Q: What do you notice in the change of results? Do you find that the feature augmentation of TF-IDF has helped the task you expected it to help? Do you find that the feature augmentaion of TF-IDF has hurt the task you expected it to hurt?

A: TODO - your answer here!

3) Beyond feature engineering - LSTMs

A bag-of-words style of representation combined with a classifier often misses the order of sentences. Given the following sentences, can you see how this may be problematic?

I went to the bank to take a swim.

I went to the bank to withdraw money.

The meaning of the token bank is modulated by its context. To overcome this problem you have seen in class that you could learn a vector space representation of the vocabulary, in which word representation are taught to be closer (through a cosine distance objective) according to the context window in which they are used. Even in this situation, the word's distributional semantics are limited by the window size.

Instead we can make the classifier take the input text as a sequence. This line of machine learning algorithms are called Recurrent Neural Networks (RNNs). One popular implementation of such algorithms that you will see next week are LSTMs (long-term short-term memory).

Let's implement one in the popular deep learning framework pytorch! PyTorch has a text processor subpackage called torchtext that allows for easy indexing of tokens.

In [ ]:
TEXT = data.Field(tokenize='spacy',batch_first=True,include_lengths=True)
LABEL = data.LabelField(dtype = torch.float,batch_first=True)
fields = [("type",LABEL),('text',TEXT)]

training_data = data.TabularDataset(
    path="spam.csv",
    format="csv",
    fields=fields,
    skip_header=True
)
print(vars(training_data.examples[0]))

train_data,valid_data = training_data.split(
    split_ratio=0.75,
    random_state=random.seed(42)
)
TEXT.build_vocab(
    train_data,
    min_freq=5
)

LABEL.build_vocab(train_data)
print("Size of text vocab:",len(TEXT.vocab))
print("Size of label vocab:",len(LABEL.vocab))
TEXT.vocab.freqs.most_common(10)
In [ ]:
# Creating GPU variable
if torch.cuda.is_available():
    device = torch.device("cuda")
else:
    device = torch.device("cpu")

BATCH_SIZE = 64
# NOTE: BucketIterator batches the similar length of samples and reduces the need of padding tokens.
train_iterator,validation_iterator = data.BucketIterator.splits(
    (train_data,valid_data),
    batch_size = BATCH_SIZE,
    # Sort key is how to sort the samples
    sort_key = lambda x:len(x.text),
    sort_within_batch = True,
    device = device
)

> [WRITTEN EXERCISE 1] In the LSTM tutorial excerpt, what is the name of PyTorch's text processor subpackage?
> [WRITTEN EXERCISE 2] Please print everything in the LSTM tutorial excerpt from "Q: What do you" down to "your answer here!".
> [WRITTEN EXERCISE 3] Carry on the LSTM tutorial excerpt from the point where it stops.
None of the lines are needed.

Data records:
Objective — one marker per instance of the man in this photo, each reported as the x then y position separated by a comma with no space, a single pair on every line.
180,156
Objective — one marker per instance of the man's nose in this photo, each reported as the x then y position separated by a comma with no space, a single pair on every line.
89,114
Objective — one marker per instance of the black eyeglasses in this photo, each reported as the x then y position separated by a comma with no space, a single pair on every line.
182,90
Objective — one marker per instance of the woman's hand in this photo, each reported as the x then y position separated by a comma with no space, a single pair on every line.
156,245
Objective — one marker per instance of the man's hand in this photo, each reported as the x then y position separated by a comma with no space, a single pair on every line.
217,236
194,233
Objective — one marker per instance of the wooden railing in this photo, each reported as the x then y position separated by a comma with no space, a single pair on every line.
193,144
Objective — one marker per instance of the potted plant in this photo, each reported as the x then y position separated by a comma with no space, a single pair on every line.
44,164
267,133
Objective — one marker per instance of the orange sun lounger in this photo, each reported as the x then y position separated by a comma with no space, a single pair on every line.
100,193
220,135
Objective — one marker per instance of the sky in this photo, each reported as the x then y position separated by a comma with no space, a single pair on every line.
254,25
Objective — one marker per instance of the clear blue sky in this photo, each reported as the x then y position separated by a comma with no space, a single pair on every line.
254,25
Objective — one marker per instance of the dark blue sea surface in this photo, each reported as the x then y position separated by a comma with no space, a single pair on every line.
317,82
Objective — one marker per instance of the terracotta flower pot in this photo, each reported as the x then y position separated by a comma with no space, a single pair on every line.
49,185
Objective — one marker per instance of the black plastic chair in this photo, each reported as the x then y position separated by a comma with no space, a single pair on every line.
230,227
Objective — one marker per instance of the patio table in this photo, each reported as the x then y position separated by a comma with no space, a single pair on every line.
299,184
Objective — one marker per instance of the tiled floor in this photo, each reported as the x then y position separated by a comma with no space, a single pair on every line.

> [RESPONSE 1] torchtext

> [RESPONSE 2]
Q: What do you notice in the change of results? Do you find that the feature augmentation of TF-IDF has helped the task you expected it to help? Do you find that the feature augmentaion of TF-IDF has hurt the task you expected it to hurt?

A: TODO - your answer here!

> [RESPONSE 3]
In [ ]:
class LSTMClassifier(nn.Module):
    
    def __init__(
        self,
        vocab_size=len(TEXT.vocab),
        embedding_dim=100,
        hidden_dim=64,
        output_dim=1,
        n_layers=2,
        bidirectional=True,
        dropout=0.2
    ):
        
        super(LSTMClassifier,self).__init__()
        
        # Embedding layer converts integer sequences to vector sequences
        self.embedding = nn.Embedding(vocab_size,embedding_dim)
        
        # LSTM layer process the vector sequences 
        self.lstm = nn.LSTM(embedding_dim,
                            hidden_dim,
                            num_layers = n_layers,
                            bidirectional = bidirectional,
                            dropout = dropout,
                            batch_first = True
                           )
        
        # Dense layer to predict 
        self.fc = nn.Linear(hidden_dim * 2,output_dim)
        # Prediction activation function
        self.sigmoid = nn.Sigmoid()
        
    
    def forward(self,text,text_lengths):
        embedded = self.embedding(text)
        
        # Thanks to packing, LSTM don't see padding tokens 
        # and this makes our model better
        packed_embedded = nn.utils.rnn.pack_padded_sequence(embedded, text_lengths.cpu(),batch_first=True)
        
        packed_output,(hidden_state,cell_state) = self.lstm(packed_embedded)
        
        # Concatenating the final forward and backward hidden states
        hidden = torch.cat((hidden_state[-2,:,:], hidden_state[-1,:,:]), dim = 1)
        
        dense_outputs=self.fc(hidden)

        #Final activation function
        outputs=self.sigmoid(dense_outputs)
        
        return outputs

LSTM_model = LSTMClassifier()
print(LSTM_model)

LSTM_model = LSTM_model.to(device)
optimizer = optim.Adam(LSTM_model.parameters(),lr=1e-4)
criterion = nn.BCELoss() # Binary Cross Entropy Loss
criterion = criterion.to(device)
In [ ]:
def binary_accuracy(preds, y):
    #round predictions to the closest integer
    rounded_preds = torch.round(preds)
    
    correct = (rounded_preds == y).float() 
    acc = correct.sum() / len(correct)
    return acc

def evaluate(model,iterator,criterion):
    
    epoch_loss = 0.0
    epoch_acc = 0.0
    
    # deactivate the dropouts
    model.eval()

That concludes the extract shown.